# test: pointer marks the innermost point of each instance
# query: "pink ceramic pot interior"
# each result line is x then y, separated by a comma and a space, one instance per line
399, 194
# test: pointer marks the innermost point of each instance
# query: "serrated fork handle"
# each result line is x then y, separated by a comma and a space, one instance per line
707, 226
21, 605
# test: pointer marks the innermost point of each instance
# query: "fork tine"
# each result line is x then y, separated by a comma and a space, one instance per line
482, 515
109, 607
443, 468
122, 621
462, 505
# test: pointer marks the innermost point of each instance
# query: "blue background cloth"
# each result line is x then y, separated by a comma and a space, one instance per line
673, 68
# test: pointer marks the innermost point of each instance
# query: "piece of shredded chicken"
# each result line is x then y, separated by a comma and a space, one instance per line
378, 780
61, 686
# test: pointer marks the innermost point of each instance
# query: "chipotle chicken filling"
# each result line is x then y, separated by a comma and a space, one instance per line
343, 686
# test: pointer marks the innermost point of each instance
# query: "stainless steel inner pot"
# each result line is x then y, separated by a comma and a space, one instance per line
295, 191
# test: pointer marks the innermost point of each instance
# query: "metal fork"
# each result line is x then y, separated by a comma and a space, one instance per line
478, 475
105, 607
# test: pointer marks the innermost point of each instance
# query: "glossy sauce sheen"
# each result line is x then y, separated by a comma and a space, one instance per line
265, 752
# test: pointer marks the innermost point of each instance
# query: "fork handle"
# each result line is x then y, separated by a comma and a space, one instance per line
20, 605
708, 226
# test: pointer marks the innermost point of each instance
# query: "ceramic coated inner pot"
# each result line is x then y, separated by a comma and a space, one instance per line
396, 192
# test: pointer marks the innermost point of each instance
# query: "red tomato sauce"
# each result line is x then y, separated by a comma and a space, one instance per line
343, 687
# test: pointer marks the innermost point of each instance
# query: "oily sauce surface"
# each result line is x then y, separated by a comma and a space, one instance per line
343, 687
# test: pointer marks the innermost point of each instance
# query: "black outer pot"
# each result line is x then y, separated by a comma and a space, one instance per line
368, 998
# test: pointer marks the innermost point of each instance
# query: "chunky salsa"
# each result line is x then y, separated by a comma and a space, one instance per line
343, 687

=======

## Task directions
The answer is the full set of records, printed exactly as given.

## Answer space
# test: pointer marks the innermost point of each instance
# query: "pink ceramic pot interior"
# each result line is x then y, separated by a comma and a space, one instance per line
399, 194
# test: pointer marks the innermost point of each instance
# query: "serrated fork handle"
# each result line is x then y, separated by a comma and a space, one instance per line
707, 226
21, 605
# test: pointer marks the innermost point of each instance
# query: "fork tine"
# each result line is x then y, separated by a comma and a space, one instance per line
482, 515
109, 607
443, 468
122, 621
462, 505
# test: pointer marks the innermost point of each instance
# query: "blue background cloth"
# each result line is x then y, separated by a comma and a space, one instance per line
673, 68
# test: pointer marks the innermost point of each instance
# query: "piece of shredded chicken"
# each result line is x then y, separated by a comma and a space, one instance per line
378, 780
61, 686
# test: pointer marks the innermost point of each instance
# query: "chipotle chicken filling"
# each result line is x then y, separated by a comma and a space, one instance per line
343, 686
# test: pointer marks the innermost point of each instance
# query: "stainless steel inner pot"
# each result line is x then y, separated by a comma and a space, one instance per line
295, 191
# test: pointer marks the innermost point of each instance
# query: "metal fork"
# each result line is x then y, separated by a comma and a space, one instance per line
478, 475
105, 607
# test: pointer marks the innermost point of each instance
# query: "glossy sauce sheen"
# each result line is x then y, separated by a comma and a space, one instance per line
265, 752
# test: pointer marks the innermost point of each instance
# query: "fork handle"
# each result line is x then y, separated by a comma and a space, one instance per line
20, 605
708, 226
# test: pointer marks the innermost point of each instance
# query: "ceramic coated inner pot"
# each result line is x then y, separated by a comma and a space, one instance per line
396, 192
# test: pointer marks the innermost point of each instance
# query: "red tomato sauce"
# each result line is x then y, separated by a comma and a space, one instance per line
343, 687
# test: pointer marks the innermost point of each instance
# query: "oily sauce surface"
# each result line is x then y, separated by a comma and a space, one instance per line
343, 687
# test: pointer marks the innermost point of each instance
# query: "black outer pot"
# each result line is x then y, separated by a comma and a space, one instance per line
368, 998
# test: pointer marks the innermost point of each instance
# query: "chunky salsa"
# each result line is x then y, separated by a comma and a space, one instance per line
343, 687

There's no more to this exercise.